> _YOUR OBJECTIVE_:
What you give back must match the data below character for character.

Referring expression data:
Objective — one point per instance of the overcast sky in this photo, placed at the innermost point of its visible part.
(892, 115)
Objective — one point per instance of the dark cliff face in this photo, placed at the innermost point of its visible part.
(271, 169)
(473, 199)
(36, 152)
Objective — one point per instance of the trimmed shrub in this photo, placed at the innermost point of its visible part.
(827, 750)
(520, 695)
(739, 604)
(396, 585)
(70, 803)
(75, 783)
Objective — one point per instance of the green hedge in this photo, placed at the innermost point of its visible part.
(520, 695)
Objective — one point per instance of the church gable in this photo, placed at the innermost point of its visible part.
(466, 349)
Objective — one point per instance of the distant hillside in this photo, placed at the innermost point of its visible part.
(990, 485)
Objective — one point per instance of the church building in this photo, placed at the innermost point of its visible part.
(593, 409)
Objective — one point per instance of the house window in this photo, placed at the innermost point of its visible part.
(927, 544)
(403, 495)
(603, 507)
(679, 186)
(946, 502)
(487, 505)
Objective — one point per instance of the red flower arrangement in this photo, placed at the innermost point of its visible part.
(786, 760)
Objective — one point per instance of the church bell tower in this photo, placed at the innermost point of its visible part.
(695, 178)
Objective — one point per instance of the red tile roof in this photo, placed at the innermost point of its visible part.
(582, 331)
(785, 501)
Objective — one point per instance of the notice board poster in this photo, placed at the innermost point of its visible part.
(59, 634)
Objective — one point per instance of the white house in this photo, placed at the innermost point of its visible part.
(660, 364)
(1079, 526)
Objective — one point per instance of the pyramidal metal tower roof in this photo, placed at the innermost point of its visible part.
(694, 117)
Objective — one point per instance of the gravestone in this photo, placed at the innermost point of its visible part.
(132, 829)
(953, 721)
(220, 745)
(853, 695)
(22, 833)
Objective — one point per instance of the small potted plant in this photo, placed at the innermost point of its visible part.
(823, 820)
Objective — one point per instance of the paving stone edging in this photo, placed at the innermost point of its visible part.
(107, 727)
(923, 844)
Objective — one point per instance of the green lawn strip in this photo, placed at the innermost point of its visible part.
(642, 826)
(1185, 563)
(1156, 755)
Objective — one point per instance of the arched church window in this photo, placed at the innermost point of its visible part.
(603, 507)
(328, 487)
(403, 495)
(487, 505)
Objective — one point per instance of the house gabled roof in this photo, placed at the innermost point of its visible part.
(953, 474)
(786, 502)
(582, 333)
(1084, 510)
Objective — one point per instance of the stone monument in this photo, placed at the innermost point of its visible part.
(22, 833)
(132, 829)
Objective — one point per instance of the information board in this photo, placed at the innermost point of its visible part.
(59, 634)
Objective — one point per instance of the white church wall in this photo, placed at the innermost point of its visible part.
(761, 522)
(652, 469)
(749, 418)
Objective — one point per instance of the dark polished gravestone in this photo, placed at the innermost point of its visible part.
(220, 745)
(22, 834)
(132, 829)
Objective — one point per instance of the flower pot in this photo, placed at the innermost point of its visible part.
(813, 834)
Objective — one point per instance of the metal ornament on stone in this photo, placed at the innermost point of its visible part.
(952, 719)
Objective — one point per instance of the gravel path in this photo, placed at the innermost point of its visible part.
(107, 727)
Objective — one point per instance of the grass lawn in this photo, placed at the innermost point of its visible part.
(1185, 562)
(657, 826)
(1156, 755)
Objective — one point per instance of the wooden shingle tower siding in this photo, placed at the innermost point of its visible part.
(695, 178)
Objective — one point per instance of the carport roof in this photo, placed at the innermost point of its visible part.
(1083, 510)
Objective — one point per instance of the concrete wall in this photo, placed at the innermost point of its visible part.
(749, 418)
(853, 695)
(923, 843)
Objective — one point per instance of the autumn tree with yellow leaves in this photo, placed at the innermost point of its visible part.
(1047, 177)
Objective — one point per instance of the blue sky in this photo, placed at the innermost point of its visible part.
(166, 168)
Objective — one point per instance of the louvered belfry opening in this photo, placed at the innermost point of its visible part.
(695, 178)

> _TASK OUTPUT_:
Objective — one point per instance of the overcast sky in this photo, placed at the innermost point of its visible part.
(892, 115)
Objective — one point per instance of the dark cliff face in this photo, placed at the innermost point of its visible part.
(271, 169)
(473, 199)
(36, 152)
Objective — one point per instance of the trimmed shrub in this photo, placed at the innermost point of its visible part.
(827, 750)
(520, 695)
(739, 604)
(396, 585)
(70, 803)
(75, 783)
Objective — one point per instance of the green hedge in this photo, placed at the innermost point of its visible part.
(520, 695)
Objective — one point per instance of the church gable in this photo, placed at the innermost point of its visible part.
(466, 349)
Objective — one point per instance of the distant hillside in this photo, placed at the innermost point of its visible part.
(990, 485)
Objective — one point per instance of the church building in this photo, placed at the innermost point of its visible part.
(593, 409)
Objective — one point per instance of the house window in this photo, placed at the innermost point of its visible part.
(927, 544)
(403, 495)
(603, 507)
(679, 186)
(946, 502)
(487, 505)
Objective — one point per instance of the red flower arrangement in this photo, placed at the innermost point of its visible part.
(786, 760)
Objective — one point per instance of the church bell tower in this photo, placed at the innermost point of its visible part.
(695, 178)
Objective — one point per instance of the red tile roof in this photo, placed at the innermost point of its visible part.
(582, 331)
(785, 501)
Objective — one point per instance of the notice board poster in this photo, placed at the innermost point of its visible part.
(59, 634)
Objective — one point per instance of the white house in this photo, placed at the innermost point of its visible part.
(660, 364)
(1079, 526)
Objective — one point per instance of the pyramidal metal tower roof in this photo, placed at the innermost point of its visible part.
(694, 117)
Objective — one point per instance of the gravestone in this photo, placed at the innermost point of its visible part.
(132, 829)
(953, 721)
(220, 745)
(853, 695)
(22, 833)
Objective — one point per instance of the small potted plant in this photo, placed at the innermost point of its visible part.
(823, 820)
Objective — one point per instance of the paving stone edging in this photo, placed at the innermost point of its visible part.
(107, 727)
(923, 844)
Objective — one point per instance of the green lawn strip in this photo, placed at the innermost point of its visible part.
(642, 826)
(1185, 563)
(1156, 755)
Objective — one point per instance of the arched church window in this photo, placed at the innermost point of its visible part.
(603, 507)
(328, 487)
(403, 495)
(487, 505)
Objective — one point per instance of the house gabled roof in this photo, placed at the innermost point of its visible part.
(953, 474)
(786, 502)
(582, 333)
(1084, 510)
Objective — one point per instance of the stone monument in this photo, placed at the innermost point of its visible part.
(22, 833)
(132, 829)
Objective — one point per instance of the information board in this photo, placed at the innermost point of its visible part.
(59, 634)
Objective — one point per instance of the white church wall in this photo, placed at the innermost point of its visible part.
(761, 522)
(652, 469)
(749, 418)
Objective — one point per instance of the dark polished gravestone in this photo, placed at the innermost point of its visible part.
(220, 745)
(22, 834)
(132, 829)
Objective — one point per instance of the flower pot in this photo, placed at the innermost point of its visible part.
(813, 834)
Objective — one point per instance of the metal ornament on stone in this photo, placed at the innermost point of its visible part.
(952, 719)
Objective — one point per instance of the gravel path in this photo, placed at the innermost point of its visible part.
(107, 727)
Objective — one point per instance of the grass lawn in this photo, placed at the innermost point of its visible part.
(1185, 562)
(657, 826)
(1156, 755)
Objective — one point per instance of the wooden shingle tower siding in this photo, placed at the innermost point of its visible part.
(695, 178)
Objective — one point per instance of the carport roof in this photo, placed at the innermost point of its visible part.
(1083, 510)
Objective — one point per instance of the concrete wall in this photo, placed at the innermost point of its visible part.
(749, 418)
(853, 695)
(923, 843)
Objective — one point per instance of the autumn tree with yellow leaves in this photo, placed at the innermost point of its visible part.
(1047, 177)
Objective — one point per instance of the blue sky in this photo, placed at the innermost point of its visible part.
(166, 168)
Objective — one point per instance of the louvered belfry opening in this photo, placed at the innermost point of its visible part.
(695, 178)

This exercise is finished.